**Extrait source:**
Du 11 au 15 janvier, la première semaine de l’année que le Parlement passe en session plénière, à Strasbourg, est essentiellement consacrée au Green Deal. Bien sûr, le Parlement aura reçu le roi de Jordanie. Bien sûr, une matinée aura été consacrée à sanctionner les atteintes aux Droits de l’homme au Burundi et au Nigeria, ce qui a permis de constater à quel point la quasi-totalité des députés appelés à prendre la parole ne connaissent ni le Burundi, ni le Nigéria, pas davantage l’Afrique et se bornent pour l’essentiel à réciter le catéchisme des Droits de l’Homme, sans rien voir de l’infrastructure ethnique et historique de ces pays si compliqués et si différents. Mais le climat du Parlement tout entier est au vert cette semaine.
Le Green Deal d’Elizabeth Warren
Pacte Vert, donc. Pacte vert dira-t-on pour éviter le « Green Deal » copié du programme d’Elizabeth Warren, la sénatrice démocrate candidate aux élections présidentielles — une fois encore, l’Union européenne est à la remorque des États-Unis jusqu’à leur voler leurs mots… La Présidente de la Commission en a fait le cheval de bataille de la mandature. Très bien. Je ne peux pour ma part qu’accueillir avec faveur une telle priorité. Je suis convaincu depuis longtemps, comme je l’ai rappelé en séance plénière en novembre 2019, que l’écologie devrait devenir la référence de nos choix politiques et économiques, en tant que science de la vie des systèmes complexes. J’espère pouvoir voter le plan qui nous est proposé, et certains des innombrables amendements déposés — près de 200 ! Certains en appellent à l’écologie pour tenter de supprimer la session de Strasbourg ; le diable est dans les amendements, je le découvre ! J’espère pouvoir faire adhérer la délégation française et tout le groupe Identité et Démocratie à un plan qui annonce d’immenses ambitions écologiques, économiques, sociales et politiques — pourquoi pas ?
Un plan aseptisé, technocratisé
Dès les premières lignes du plan, dès examen des premiers amendements avec mes collègues membres de la commission environnement, la déception est grande. Comment faire plus froid, plus plat, en même temps que plus prétentieux, et pour finir plus vain ? Le Pacte vert de l’Union européenne va régler les problèmes du monde, c’est entendu. Il n’en a ni les mots ni l’élan. Aucune chaleur, aucune émotion, rien que de la norme, des règles, des pourcentages et des milliards, dans un plan qui a l’humanité d’un tableur Excel.

**Entrées affichées:**
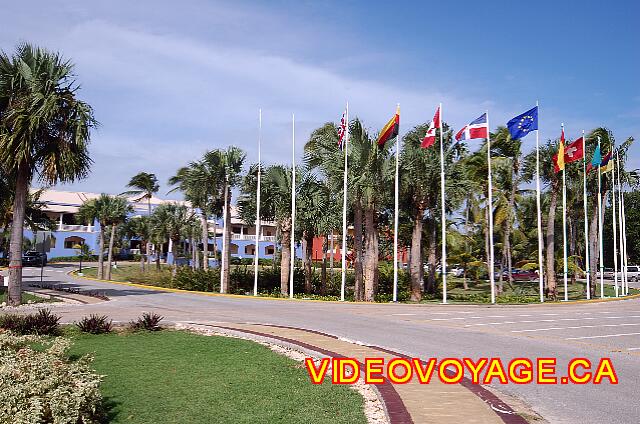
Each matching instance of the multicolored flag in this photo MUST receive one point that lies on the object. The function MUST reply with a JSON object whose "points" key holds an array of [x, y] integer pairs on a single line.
{"points": [[390, 130], [523, 124], [430, 136], [477, 128], [342, 129], [558, 158]]}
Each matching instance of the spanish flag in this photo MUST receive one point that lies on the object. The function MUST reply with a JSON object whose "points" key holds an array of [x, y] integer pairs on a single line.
{"points": [[390, 130]]}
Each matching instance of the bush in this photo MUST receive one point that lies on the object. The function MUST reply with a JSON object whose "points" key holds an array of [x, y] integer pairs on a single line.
{"points": [[43, 386], [42, 322], [148, 321], [95, 324]]}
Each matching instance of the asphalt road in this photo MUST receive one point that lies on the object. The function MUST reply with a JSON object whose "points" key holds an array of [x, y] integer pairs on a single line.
{"points": [[594, 330]]}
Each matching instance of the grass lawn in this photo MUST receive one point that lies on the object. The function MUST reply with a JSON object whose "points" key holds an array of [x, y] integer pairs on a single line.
{"points": [[179, 377]]}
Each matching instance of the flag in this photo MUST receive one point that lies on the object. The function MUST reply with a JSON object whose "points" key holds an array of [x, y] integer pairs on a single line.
{"points": [[558, 158], [430, 136], [607, 164], [523, 124], [390, 130], [342, 129], [596, 159], [476, 129], [574, 151]]}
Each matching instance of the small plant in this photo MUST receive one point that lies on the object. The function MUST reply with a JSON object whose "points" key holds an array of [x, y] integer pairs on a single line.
{"points": [[95, 324], [41, 323], [148, 321]]}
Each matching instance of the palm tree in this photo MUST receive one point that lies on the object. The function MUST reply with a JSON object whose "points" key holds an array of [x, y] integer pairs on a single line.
{"points": [[44, 131], [420, 182], [171, 221], [232, 161], [275, 206], [145, 185]]}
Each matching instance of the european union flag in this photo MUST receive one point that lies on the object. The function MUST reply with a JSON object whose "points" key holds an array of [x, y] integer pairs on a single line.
{"points": [[523, 124]]}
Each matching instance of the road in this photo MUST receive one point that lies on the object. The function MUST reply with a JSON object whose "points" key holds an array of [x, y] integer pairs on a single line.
{"points": [[593, 330]]}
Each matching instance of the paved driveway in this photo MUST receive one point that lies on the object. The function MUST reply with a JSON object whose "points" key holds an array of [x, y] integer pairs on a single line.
{"points": [[594, 330]]}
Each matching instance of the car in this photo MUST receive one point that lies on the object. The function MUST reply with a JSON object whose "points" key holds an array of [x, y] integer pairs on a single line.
{"points": [[34, 259]]}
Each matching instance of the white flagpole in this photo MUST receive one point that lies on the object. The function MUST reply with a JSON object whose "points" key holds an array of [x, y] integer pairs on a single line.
{"points": [[623, 273], [257, 250], [600, 224], [564, 225], [224, 235], [444, 216], [490, 213], [395, 218], [614, 226], [345, 146], [293, 203], [586, 215], [538, 205]]}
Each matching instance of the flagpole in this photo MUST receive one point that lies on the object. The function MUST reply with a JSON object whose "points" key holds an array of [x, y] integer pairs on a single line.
{"points": [[444, 217], [622, 267], [600, 224], [395, 219], [613, 223], [257, 250], [344, 210], [564, 224], [293, 203], [490, 213], [538, 205], [586, 215]]}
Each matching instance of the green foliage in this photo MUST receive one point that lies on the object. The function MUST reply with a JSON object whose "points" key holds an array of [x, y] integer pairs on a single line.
{"points": [[43, 385], [149, 321], [42, 322], [95, 324]]}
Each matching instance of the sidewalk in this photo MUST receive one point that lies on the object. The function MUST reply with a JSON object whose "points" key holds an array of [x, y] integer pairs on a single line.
{"points": [[405, 403]]}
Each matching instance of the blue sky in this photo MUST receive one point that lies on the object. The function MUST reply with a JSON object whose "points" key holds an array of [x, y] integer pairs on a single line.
{"points": [[170, 80]]}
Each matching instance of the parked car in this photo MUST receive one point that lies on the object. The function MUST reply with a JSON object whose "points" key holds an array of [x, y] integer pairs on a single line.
{"points": [[34, 259]]}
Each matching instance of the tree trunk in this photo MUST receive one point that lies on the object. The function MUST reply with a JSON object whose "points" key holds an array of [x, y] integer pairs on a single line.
{"points": [[15, 245], [110, 259], [416, 269], [205, 241], [357, 248], [226, 249], [552, 290], [307, 243], [285, 262], [370, 273]]}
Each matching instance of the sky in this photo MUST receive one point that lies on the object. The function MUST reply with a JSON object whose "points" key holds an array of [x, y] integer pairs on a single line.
{"points": [[170, 80]]}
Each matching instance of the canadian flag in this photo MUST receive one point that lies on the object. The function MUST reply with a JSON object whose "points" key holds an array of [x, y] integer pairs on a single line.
{"points": [[430, 136]]}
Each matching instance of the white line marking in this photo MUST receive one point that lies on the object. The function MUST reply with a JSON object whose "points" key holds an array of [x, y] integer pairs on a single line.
{"points": [[547, 320], [603, 336], [573, 328]]}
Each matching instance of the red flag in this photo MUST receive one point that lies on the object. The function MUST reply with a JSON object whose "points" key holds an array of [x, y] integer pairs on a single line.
{"points": [[430, 136], [574, 151]]}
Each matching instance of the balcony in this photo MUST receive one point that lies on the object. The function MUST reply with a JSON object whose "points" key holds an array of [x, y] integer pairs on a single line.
{"points": [[252, 237], [76, 228]]}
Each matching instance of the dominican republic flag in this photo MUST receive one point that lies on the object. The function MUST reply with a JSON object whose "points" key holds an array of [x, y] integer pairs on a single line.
{"points": [[476, 129], [342, 129], [430, 136]]}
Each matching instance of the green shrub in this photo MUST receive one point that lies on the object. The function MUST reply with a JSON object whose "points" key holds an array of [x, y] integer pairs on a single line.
{"points": [[42, 322], [43, 386], [95, 324], [148, 322]]}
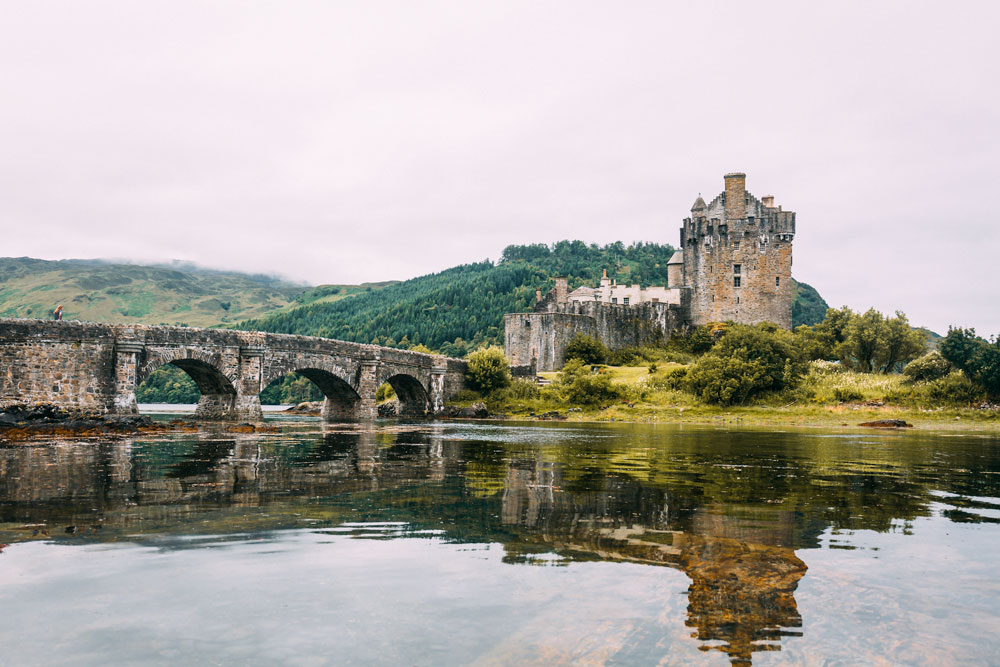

**Travail à faire:**
A: Recopiez l'extrait sur le Pacte vert, tout le passage allant de « Du 11 au 15 » jusqu'à « vert cette semaine. », en remplaçant « Strasbourg » par « Bruxelles ».
B: Poursuivez l'extrait sur le Pacte vert européen à partir de sa dernière phrase.

**Résultats finaux:**
A:
Du 11 au 15 janvier, la première semaine de l’année que le Parlement passe en session plénière, à Bruxelles, est essentiellement consacrée au Green Deal. Bien sûr, le Parlement aura reçu le roi de Jordanie. Bien sûr, une matinée aura été consacrée à sanctionner les atteintes aux Droits de l’homme au Burundi et au Nigeria, ce qui a permis de constater à quel point la quasi-totalité des députés appelés à prendre la parole ne connaissent ni le Burundi, ni le Nigéria, pas davantage l’Afrique et se bornent pour l’essentiel à réciter le catéchisme des Droits de l’Homme, sans rien voir de l’infrastructure ethnique et historique de ces pays si compliqués et si différents. Mais le climat du Parlement tout entier est au vert cette semaine.

B:
La nouvelle commission produit un monstre bureaucratique, dans lequel tout se décide d’en haut, Nations, entreprises, citoyens n’ayant qu’à se conformer à la conduite qui leur est indiquée. Alors que l’Union européenne, la France en particulier (grâce au nucléaire) sont déjà en tête de la (mauvaise) classe mondiale en matière de réduction des émanations de CO2, la Commission impose des engagements irréalistes, aux impacts énormes pour certains pays – O % d’émissions en 2050 ! –, et dont chacun sait qu’ils ne seront pas plus tenus que les engagements de l’accord de Paris – mais qu’importe, la commission est jugée sur ses intentions, jamais sur ses résultats ! D’ailleurs, chacun en rajoute à volonté ; si c’est 50 % en 2030, pourquoi pas 60 %, pourquoi pas 65 % ? S’il faut 200 milliards d’euros, pourquoi pas 1000 ?
Les amendements proposés sont pour la plupart un festival d’irresponsabilité. Le Pacte sous-estime les effets de l’innovation, des transformations du commerce international et de l’industrie — j’y reviendrai — et accorde une priorité injustifiée au dérèglement climatique, alors que la question des pollutions agricoles, des ravages du libre-échange et de l’extinction de la diversité humaine est tout aussi sinon plus importante.
La forme révèle le fond. Sous couvert de lutte contre le changement climatique,
la réalité de l’entreprise est d’enfermer un peu plus les Nations européennes
dans des contraintes venues d’ailleurs. Le Plan Vert est un plan de prise du
pouvoir par les institutions de l’Union et leurs mandataires sur les politiques
nationales d’énergie, de transport, d’aménagement du territoire, d’agriculture,
etc. C’est un Plan qui étouffe un peu plus les démocraties européennes, en
restreignant une fois encore la liberté des peuples de décider de leurs destins,
de faire leurs lois et de choisir leur mode de vie — des experts et des ONG
vont s’en charger pour eux !
Des oublis majeurs dans ce pacte
Et c’est un Plan qui conforte le coup d’État de soi-disant élites progressistes, qui en profitent pour se mettre encore un peu plus à l’abri de l’élection, du referendum et du suffrage, au nom du Bien — le réchauffement climatique jouant le rôle que les discriminations ont joué dans un passé récent ; qui peut être pour ? Voilà ce qui dispense à peu de frais du débat, du vote, et du réel.
Car le réel reprend ses droits. Et le réel dénonce les quatre oublis majeurs du Pacte Vert — faut-il accuser la commission d’oublis malencontreux ?
Le libre-échange
Le libre-échange et l’idéologie de la mobilité sont à l’origine des pires menaces sur l’environnement. Pas seulement par les pollutions occasionnées par les transports ; parce qu’ils permettent aux entreprises de faire ailleurs ce qu’elles ne feraient pas chez elles, dans leur pays ou leur région d’origine. Parce qu’ils donnent une prime destructrice à ceux qui gagnent la course infernale au moins-disant social, fiscal, environnemental et sanitaire. Enfin et surtout, parce que tous les accords de libre-échange récemment négociés acceptent le principe des tribunaux d’arbitrage privés, qui immunisent les entreprises contre les lois en faveur de l’environnement ou les normes sanitaires protégeant la santé humaine ; au passage, il sera intéressant d’examiner comment la contradiction entre les engagements du Pacte vert et les traités de libre-échange sera levée !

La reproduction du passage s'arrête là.